■ **Problem description**:
Copy all of the entries below, including the wording that comes before each set of answers, and add 130 to every x and y coordinate in the answer points. Keep the format sample inside that wording unchanged, and leave the pictures out.

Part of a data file
=-=-=

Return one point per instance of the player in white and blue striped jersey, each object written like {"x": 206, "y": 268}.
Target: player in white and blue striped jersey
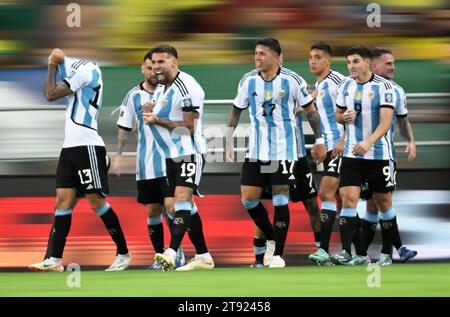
{"x": 383, "y": 64}
{"x": 365, "y": 104}
{"x": 152, "y": 184}
{"x": 82, "y": 168}
{"x": 272, "y": 94}
{"x": 176, "y": 124}
{"x": 327, "y": 86}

=-=-=

■ **Correct response**:
Return one point per instance of the player in white and blue striped jersey, each object written like {"x": 206, "y": 268}.
Target: player in white and blue striped jersey
{"x": 513, "y": 194}
{"x": 495, "y": 234}
{"x": 282, "y": 314}
{"x": 212, "y": 298}
{"x": 402, "y": 224}
{"x": 306, "y": 254}
{"x": 457, "y": 216}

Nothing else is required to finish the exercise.